* _Stated task_: Can you reproduce all of the data below with "photograph" swapped for "image" everywhere, changing nothing else and leaving out the pictures?

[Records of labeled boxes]
※ ※ ※
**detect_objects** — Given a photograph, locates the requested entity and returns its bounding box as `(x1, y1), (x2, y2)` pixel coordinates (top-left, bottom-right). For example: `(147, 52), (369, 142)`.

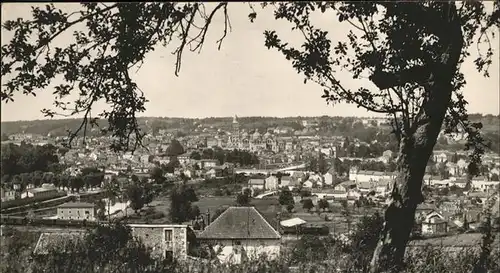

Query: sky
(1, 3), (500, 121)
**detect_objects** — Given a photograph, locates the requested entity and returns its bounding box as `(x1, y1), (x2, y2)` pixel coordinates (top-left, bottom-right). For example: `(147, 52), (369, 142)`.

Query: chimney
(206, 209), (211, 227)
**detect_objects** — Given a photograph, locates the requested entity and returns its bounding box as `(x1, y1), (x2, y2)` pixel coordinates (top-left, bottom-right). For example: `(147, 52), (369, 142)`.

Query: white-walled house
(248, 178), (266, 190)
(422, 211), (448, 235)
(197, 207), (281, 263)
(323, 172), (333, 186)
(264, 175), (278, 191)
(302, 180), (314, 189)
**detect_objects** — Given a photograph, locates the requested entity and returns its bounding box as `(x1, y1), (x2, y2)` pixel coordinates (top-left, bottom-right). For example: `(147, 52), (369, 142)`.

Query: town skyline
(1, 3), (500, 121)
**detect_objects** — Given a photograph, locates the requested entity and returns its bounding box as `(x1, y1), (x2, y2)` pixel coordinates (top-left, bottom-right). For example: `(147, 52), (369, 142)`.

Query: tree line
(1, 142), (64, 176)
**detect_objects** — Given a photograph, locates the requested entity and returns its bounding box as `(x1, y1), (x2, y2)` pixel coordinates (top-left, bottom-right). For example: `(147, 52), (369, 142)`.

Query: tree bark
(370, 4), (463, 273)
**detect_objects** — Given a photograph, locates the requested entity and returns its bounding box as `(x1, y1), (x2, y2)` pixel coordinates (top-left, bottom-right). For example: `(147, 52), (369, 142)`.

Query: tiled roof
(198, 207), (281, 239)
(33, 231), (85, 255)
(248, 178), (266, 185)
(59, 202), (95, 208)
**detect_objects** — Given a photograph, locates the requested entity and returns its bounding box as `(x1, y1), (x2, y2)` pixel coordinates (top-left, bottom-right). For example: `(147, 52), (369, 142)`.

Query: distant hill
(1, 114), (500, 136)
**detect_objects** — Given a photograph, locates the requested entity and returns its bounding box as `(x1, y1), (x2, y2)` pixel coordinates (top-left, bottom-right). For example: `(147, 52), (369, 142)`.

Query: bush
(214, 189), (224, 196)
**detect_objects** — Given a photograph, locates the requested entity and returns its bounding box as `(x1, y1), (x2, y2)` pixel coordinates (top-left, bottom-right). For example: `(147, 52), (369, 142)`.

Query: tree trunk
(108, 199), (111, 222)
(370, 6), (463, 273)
※ ※ ※
* _Solution to this exercise_:
**detect_objects** — Given a image, locates the requested entity and returns its bounding box as `(x1, y1), (x2, y2)` pixel coordinates (top-left, bottom-right). For example: `(147, 52), (369, 142)`.


Query: sky
(1, 3), (500, 121)
**detect_objects** — Given a image, locates the requested entity and returns its bounding box as `(x1, y1), (x2, y2)` pixel coordinates (top-left, bottom-right). For example: `(147, 52), (369, 142)`.

Query: chimney
(206, 209), (211, 227)
**detect_objects** — Given a image, locates the requested entity and returns its bounding box as `(x1, y1), (x2, y2)` pixel coordinates (top-left, bottom-right). For example: `(147, 52), (369, 142)`.

Query: white-walled house
(248, 178), (266, 190)
(422, 211), (448, 235)
(197, 207), (281, 263)
(323, 172), (333, 186)
(264, 175), (278, 191)
(302, 180), (314, 189)
**detect_objects** — Given a image, locates the requested entity and returns its bounding box as `(x1, y1), (x2, y2)` pixel coordinates (top-left, bottom-right). For example: `(147, 52), (369, 142)`.

Query: town skyline
(1, 3), (500, 121)
**detect_objects** — Given a image, locates the requested entity and returns its bounding box as `(x1, y1), (x2, y2)` pixel coordinates (top-left, bottom-right). For example: `(147, 52), (369, 142)`.

Query: tree line
(1, 142), (64, 176)
**detect_objects** — Given a image, locates the requested entity and returns its bounding box as `(x1, y1), (x2, y2)` pixel coordinates (top-left, bottom-right). For example: `(147, 52), (369, 142)`.

Query: tree bark
(370, 4), (463, 273)
**detect_objects** — Given a image, locates the requested entity and returns its bounding box as `(x1, y1), (x2, y2)` pixel coordinates (top-left, bottom-right). For example: `(147, 52), (369, 142)`.

Query: tiled roof
(198, 207), (281, 239)
(33, 231), (85, 255)
(248, 178), (266, 185)
(59, 202), (95, 208)
**detect_objects** — Given a image, locates the requested entity and returns its bounding box as `(x1, y1), (x2, y2)` pixel coordinates (top-left, bottom-right). For example: `(147, 52), (369, 142)`.

Query: distant hill
(1, 114), (500, 136)
**detect_objects** — Given a image, locates the requested entity and returns its bounding box as `(x1, y1), (x2, y2)` pixel coordinates (top-left, bottom-right). For example: `(147, 52), (369, 142)`.

Query: bush
(214, 189), (224, 196)
**detect_objects** — Given a image, locates the requested entity and returns its bounding box as `(x1, y1), (x2, y2)` pixel coordinates (top-left, bottom-right). For example: `(147, 52), (369, 142)`.

Query: tree trunk
(108, 199), (111, 222)
(370, 6), (463, 273)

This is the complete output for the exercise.